#### Texte fourni
Le témoignage de Lili Keller-Rosenberg

Le témoignage de Lili Keller-Rosenberg

Mardi 11 octobre, 600 collégiens et lycéens ont été réunis au Centre départemental de la communication à Périgueux pour écouter le témoignage de Lili Keller-Rosenberg, épouse Leignel, 90 ans, déportée à l’âge de 11 ans avec toute sa famille. 

Debout sur la scène du centre de la communication de Périgueux, mardi 11 octobre, face à 600 collégiens et lycéens, Lili a déroulé son implacable témoignage. À 90 ans, elle raconte son arrestation en 1943 près de Lille avec ses parents et ses deux frères, son passage dans des camps de transit en Belgique, le voyage de quatre jours sans boire ni manger serrés dans un wagon à bestiaux, l’arrivée au camp de Ravensbrück. Privations, mauvais traitements, maladies, elle explique comment, à 11 ans, elle a pu tenir grâce à la ténacité de sa mère. Son père avait été envoyé vers le camp de Buchenwald.

Dans la salle, on n’entend pas un bruit, tous les jeunes sont suspendus au récit de cette vieille dame pimpante ne cachant rien des horreurs vécues il y a près de quatre-vingts ans. On y trouve de précieux conseils de survie : « Dans le camp il fallait rester digne et faire sa toilette, c’était déjà un acte de résistance… Quand on se laisse aller, la mort arrive très vite. » Elle raconte ceux qui se pinçaient les joues pour se donner un peu de couleur avant les appels : les malades étaient souvent éliminés. Odeur pestilentielle L’horreur monta d’un cran lorsqu’elle fut transférée au camp de Bergen-Belsen. « On y a découvert un spectacle de fin du monde, avec des cadavres à enjamber, des déportés qui les ramassaient dans une charrette avant d’aller les brûler dans des fosses à ciel ouvert.

L’odeur était pestilentielle.

#### Données extraites

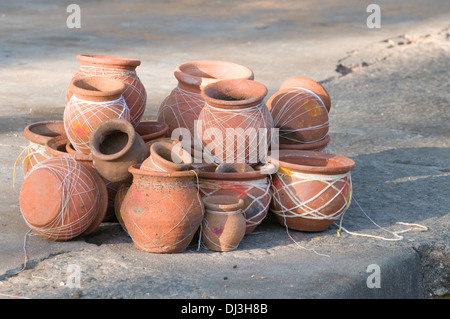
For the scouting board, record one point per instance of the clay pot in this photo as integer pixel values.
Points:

--

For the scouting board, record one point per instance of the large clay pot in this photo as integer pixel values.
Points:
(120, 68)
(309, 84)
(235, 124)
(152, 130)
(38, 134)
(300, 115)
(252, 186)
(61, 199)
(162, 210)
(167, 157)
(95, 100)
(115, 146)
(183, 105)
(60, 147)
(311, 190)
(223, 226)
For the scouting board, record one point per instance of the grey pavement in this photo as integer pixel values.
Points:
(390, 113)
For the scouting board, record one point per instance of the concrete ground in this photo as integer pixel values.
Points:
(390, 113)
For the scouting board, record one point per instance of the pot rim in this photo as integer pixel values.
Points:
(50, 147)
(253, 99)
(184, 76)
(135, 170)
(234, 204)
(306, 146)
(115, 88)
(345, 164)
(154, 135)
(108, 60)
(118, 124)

* * *

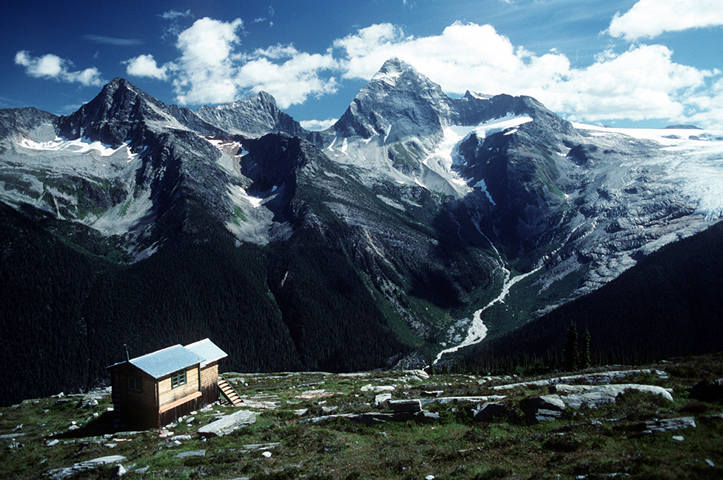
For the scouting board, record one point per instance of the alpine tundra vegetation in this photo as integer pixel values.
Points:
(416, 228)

#### Consigne 1
Reprenez sous forme de liste le paragraphe du texte sur Lili Keller-Rosenberg qui commence par « Debout sur la scène », en conservant ses faits principaux.
#### Consigne 2
Poursuivez le texte sur Lili Keller-Rosenberg à partir de sa dernière phrase.
Ce matériau est distinct du texte sur Lili Keller-Rosenberg.

#### Réponse 1
- Mardi 11 octobre, sur la scène du centre de la communication de Périgueux, Lili, 90 ans, témoigne devant 600 collégiens et lycéens.
- En 1943, elle est arrêtée près de Lille avec ses parents et ses deux frères.
- Elle passe par des camps de transit en Belgique.
- Elle voyage quatre jours sans boire ni manger, serrée dans un wagon à bestiaux.
- Elle arrive au camp de Ravensbrück.
- À 11 ans, elle tient face aux privations, aux mauvais traitements et aux maladies grâce à la ténacité de sa mère.
- Son père avait été envoyé vers le camp de Buchenwald.

#### Réponse 2
Lili raconte qu’elle « crevait de faim » et se disait parfois qu’il « aurait mieux valu mourir que de vivre comme des bêtes ». Questionnée par la salle, elle a avoué avoir fait des cauchemars durant des années. La libération du camp le 15 avril 1945, par des soldats anglais, marqua le début d’une nouvelle aventure. Les trois enfants, évacués sans leur mère, arrivèrent seuls à Paris. Ils purent rejoindre une tante dans les Deux-Sèvres, toujours dans l’angoisse de ne pas retrouver leurs parents. Finalement, leur mère finit par revenir vivante, pesant 27 kilos. Mais leur père fut déclaré mort à Buchenwald. « Après la guerre, des gens mettaient en doute ce que nous racontions. En entendant ces négationnistes, j’ai décidé de témoigner et surtout auprès des jeunes. Je le fais au nom de ceux qui ne sont pas revenus, pour combattre le racisme, l’antisémitisme et toutes les haines. Nous devons nous supporter avec toutes nos différences. »

« Jusqu’à 100 ans »

Lili Keller-Rosenberg continue donc inlassablement à parcourir la France, à raconter et même à chanter des chansons apprises dans les camps. « Quand il n’y aura plus de déportés vivants, vous serez nos messagers pour poursuivre le devoir de mémoire. Moi je vais continuer au moins jusqu’à 100 ans… Après on verra », glisse-t-elle avec malice. Les élèves sont debout pour l’applaudir avec ferveur et émotion.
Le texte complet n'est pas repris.